Questões propostas>
• A. Extraia do trecho selecionado, sem mudar nada, a parte que se inicia com as palavras que contêm "4. Procedimento metodológico" e se encerra com "de vida destas.".
• B. Responda com base no trecho selecionado:
(i) Que companhia de teatro desenvolveu o espetáculo Histórias Recicladas?
(ii) Quantos indicadores foram elaborados para mensurar a qualidade de vida das famílias entrevistadas na Vila Emater II?
(iii) Em relação a que lugar o Indicador Informação e Comunicação verifica a distância da comunidade?
• C. Dê continuidade ao trecho sobre a qualidade de vida na Vila Emater II a partir do ponto em que ele para.

Trecho selecionado>

====

Outro projeto que foi incentivado por instituições fora da comunidade foi a montagem do espetáculo teatral Histórias Recicladas, desenvolvida pela Companhia de Teatro Munganga de Amsterdam (Holanda), sob a coordenação do diretor Carlos Lagoeiro, em parceria com o CEASB, realizado através do Programa Petrobras Desenvolvimento & Cidadania. O espetáculo conta a história real da vida de nove catadoras da COOPVILA, montada de uma forma que gera uma reflexão sobre a questão social (o que faz alguém sobreviver da catação de lixo) e do próprio cuidado com o meio ambiente. Além do apoio para a realização do espetáculo, o programa trouxe ainda melhorias na infraestrutura da cooperativa, como equipamentos para garantir a saúde e a segurança dos cooperados.

4. Procedimento metodológico

4.1 Índice de Qualidade de Vida (IQV)

Para mensurar o Índice de Qualidade de Vida (IQV), foi utilizado o modelo proposto por Fernandes (1997) e utilizado por Monte (1999), Barreto e Khan (2006) e Mayorga et al. (2008), o qual foi organizado pelas etapas a seguir: estabelecer os indicadores que irão compor o índice de qualidade de vida e atribuir escores às variáveis que compõem cada indicador. Desta forma, com propósito de mensurar a qualidade de vida das famílias entrevistadas na Vila Emater II, foram elaborados sete indicadores com informações importantes que possibilitam a avaliação da qualidade de vida destas.

Portanto cada indicador utilizado possui um papel importante definido a seguir:

  1. Indicador Informação e Comunicação: indicador que verifica a distância da comunidade em relação ao centro da cidade, os acessos à estrada, ao serviço de telefonia, rádio e televisão. Espera-se que comunidades bem informadas e com bons serviços de comunicação tenham uma melhor qualidade de vida.

====

Material apresentado>
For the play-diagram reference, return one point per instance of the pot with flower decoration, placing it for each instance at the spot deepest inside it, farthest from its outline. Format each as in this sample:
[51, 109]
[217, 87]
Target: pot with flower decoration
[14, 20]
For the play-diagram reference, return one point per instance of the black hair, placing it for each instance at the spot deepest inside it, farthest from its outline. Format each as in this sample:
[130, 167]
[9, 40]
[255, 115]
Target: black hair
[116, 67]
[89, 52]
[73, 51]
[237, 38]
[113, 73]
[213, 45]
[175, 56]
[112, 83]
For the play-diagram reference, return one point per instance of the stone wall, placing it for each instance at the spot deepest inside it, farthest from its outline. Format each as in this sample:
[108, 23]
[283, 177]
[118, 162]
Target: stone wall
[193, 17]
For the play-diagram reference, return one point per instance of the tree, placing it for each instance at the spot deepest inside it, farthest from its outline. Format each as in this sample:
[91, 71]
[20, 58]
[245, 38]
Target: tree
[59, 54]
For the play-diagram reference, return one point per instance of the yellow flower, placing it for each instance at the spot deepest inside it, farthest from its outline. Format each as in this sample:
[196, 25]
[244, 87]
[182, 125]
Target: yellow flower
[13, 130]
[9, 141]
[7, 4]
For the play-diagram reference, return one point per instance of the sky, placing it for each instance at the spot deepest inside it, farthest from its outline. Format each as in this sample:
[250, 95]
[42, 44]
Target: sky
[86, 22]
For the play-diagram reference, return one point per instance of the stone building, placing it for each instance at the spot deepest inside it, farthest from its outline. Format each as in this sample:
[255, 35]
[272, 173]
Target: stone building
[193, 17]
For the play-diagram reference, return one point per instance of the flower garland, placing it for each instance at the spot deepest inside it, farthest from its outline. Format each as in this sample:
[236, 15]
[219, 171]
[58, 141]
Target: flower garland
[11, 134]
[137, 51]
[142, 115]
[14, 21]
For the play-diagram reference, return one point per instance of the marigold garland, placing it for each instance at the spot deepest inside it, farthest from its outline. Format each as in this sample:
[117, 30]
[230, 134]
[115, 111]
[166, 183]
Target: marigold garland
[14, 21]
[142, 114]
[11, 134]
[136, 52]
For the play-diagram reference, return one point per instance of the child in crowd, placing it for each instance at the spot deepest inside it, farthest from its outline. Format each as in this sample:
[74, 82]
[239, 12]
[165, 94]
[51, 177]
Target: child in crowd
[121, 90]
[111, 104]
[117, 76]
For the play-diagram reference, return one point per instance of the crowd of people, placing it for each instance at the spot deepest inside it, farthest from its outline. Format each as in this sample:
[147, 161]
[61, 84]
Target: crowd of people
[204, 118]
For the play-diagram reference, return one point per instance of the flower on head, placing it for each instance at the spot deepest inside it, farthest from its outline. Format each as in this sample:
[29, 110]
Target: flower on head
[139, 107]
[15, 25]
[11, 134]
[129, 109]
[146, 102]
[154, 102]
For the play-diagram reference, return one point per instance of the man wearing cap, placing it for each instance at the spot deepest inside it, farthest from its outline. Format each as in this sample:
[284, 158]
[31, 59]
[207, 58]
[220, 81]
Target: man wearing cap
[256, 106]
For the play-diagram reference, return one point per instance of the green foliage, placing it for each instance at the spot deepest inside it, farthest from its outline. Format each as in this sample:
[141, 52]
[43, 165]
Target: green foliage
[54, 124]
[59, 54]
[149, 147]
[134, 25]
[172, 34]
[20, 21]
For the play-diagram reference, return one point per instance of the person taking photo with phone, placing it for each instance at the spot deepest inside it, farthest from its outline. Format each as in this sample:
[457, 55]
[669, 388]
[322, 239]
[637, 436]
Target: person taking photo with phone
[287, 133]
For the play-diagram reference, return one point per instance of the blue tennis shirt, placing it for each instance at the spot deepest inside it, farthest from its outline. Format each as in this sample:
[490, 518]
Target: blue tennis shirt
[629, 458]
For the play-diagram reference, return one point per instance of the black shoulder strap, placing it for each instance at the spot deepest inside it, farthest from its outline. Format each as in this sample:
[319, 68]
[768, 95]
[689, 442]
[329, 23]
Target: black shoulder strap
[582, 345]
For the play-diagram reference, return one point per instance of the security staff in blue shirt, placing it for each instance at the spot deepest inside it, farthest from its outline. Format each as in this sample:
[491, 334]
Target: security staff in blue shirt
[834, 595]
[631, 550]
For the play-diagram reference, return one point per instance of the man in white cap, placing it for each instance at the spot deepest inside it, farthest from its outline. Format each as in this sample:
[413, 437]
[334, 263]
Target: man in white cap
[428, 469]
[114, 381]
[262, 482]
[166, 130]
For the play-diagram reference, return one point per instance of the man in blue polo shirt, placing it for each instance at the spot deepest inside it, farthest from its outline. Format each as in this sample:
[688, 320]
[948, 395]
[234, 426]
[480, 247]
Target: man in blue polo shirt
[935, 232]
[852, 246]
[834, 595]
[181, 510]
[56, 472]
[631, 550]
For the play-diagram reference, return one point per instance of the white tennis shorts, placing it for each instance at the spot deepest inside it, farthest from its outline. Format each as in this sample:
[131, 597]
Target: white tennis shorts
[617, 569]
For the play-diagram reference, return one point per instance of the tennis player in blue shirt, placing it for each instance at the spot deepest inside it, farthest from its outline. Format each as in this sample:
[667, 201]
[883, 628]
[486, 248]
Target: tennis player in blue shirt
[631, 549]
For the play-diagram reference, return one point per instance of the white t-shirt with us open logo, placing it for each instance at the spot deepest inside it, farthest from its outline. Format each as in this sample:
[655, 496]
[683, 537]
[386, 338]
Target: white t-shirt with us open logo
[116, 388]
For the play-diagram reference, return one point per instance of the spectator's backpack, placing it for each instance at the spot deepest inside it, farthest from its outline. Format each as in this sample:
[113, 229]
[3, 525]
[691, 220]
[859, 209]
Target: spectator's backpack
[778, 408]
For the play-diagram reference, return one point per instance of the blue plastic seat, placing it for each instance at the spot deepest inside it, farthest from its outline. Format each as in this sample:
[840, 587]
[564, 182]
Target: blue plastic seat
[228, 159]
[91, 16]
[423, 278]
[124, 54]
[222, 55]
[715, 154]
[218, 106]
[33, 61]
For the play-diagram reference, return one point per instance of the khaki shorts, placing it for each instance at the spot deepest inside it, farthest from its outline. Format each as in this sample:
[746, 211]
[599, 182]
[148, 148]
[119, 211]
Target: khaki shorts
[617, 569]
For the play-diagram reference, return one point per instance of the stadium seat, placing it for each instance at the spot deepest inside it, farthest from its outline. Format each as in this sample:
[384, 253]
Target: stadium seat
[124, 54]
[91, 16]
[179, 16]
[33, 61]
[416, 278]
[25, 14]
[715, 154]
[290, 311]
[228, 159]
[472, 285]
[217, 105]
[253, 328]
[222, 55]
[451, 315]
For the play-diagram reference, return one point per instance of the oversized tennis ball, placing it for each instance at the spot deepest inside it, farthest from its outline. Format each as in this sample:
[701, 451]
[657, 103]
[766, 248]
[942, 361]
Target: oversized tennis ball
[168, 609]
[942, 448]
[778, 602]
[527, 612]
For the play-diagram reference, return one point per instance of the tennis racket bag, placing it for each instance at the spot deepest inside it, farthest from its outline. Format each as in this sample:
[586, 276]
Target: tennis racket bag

====

Respostas do exercício>
• A.
4. Procedimento metodológico

4.1 Índice de Qualidade de Vida (IQV)

Para mensurar o Índice de Qualidade de Vida (IQV), foi utilizado o modelo proposto por Fernandes (1997) e utilizado por Monte (1999), Barreto e Khan (2006) e Mayorga et al. (2008), o qual foi organizado pelas etapas a seguir: estabelecer os indicadores que irão compor o índice de qualidade de vida e atribuir escores às variáveis que compõem cada indicador. Desta forma, com propósito de mensurar a qualidade de vida das famílias entrevistadas na Vila Emater II, foram elaborados sete indicadores com informações importantes que possibilitam a avaliação da qualidade de vida destas.

• B.
(i) A Companhia de Teatro Munganga de Amsterdam (Holanda).
(ii) Sete.
(iii) Em relação ao centro da cidade.

• C.
  2. Indicador Conflito e Violência: indicador que analisa o grau de violência existente na comunidade. Espera-se que quanto menor o grau de violência na comunidade melhor será a qualidade de vida.
  3. Indicador Saúde e Educação: indicador que verifica a disponibilidade de serviços de saúde e educação na comunidade. Espera-se que a comunidade que apresenta melhores serviços de saúde e educação tenha melhor qualidade de vida.
  4. Indicador Habitação: indicador que verifica o tipo de construção e iluminação das residências de uma comunidade. Espera-se que a comunidade com melhores residências, em relação à construção e iluminação, terá melhor qualidade de vida.
  5. Indicador de Condições Sanitárias e Higiene: este indicador verifica o tipo de destino dados aos dejetos humanos, tipo de tratamento dado à água para o consumo humano e o destino dado ao lixo domiciliar.
  6. Indicador Econômico: indicador que verifica a renda média mensal das famílias de uma comunidade. Espera-se que a comunidade com melhor renda seja convertida no consumo de bens duráveis e provavelmente terá uma melhor a qualidade de vida.
  7. Indicador de Capital Social: Este indicador verifica o grau de confiança e solidariedade existente na comunidade, bem como, ação coletiva e cooperação que analisa a presença de trabalhos comunitários. Espera-se que quanto maior for este indicador na comunidade melhor será a qualidade de vida.

4.2 Fontes de dados e o tamanho da amostra

A base de dados que irá compor a construção do índice de Qualidade de Vida dos moradores da Vila Emater II, será proveniente de dados primários oriundos da aplicação de questionários para o levantamento de informações quantitativas e dados secundários de natureza bibliográfica referente ao tema proposto, ou seja, no exame de diversos livros, artigos e periódicos que informarão os aspectos do tema na atualidade da pesquisa documental.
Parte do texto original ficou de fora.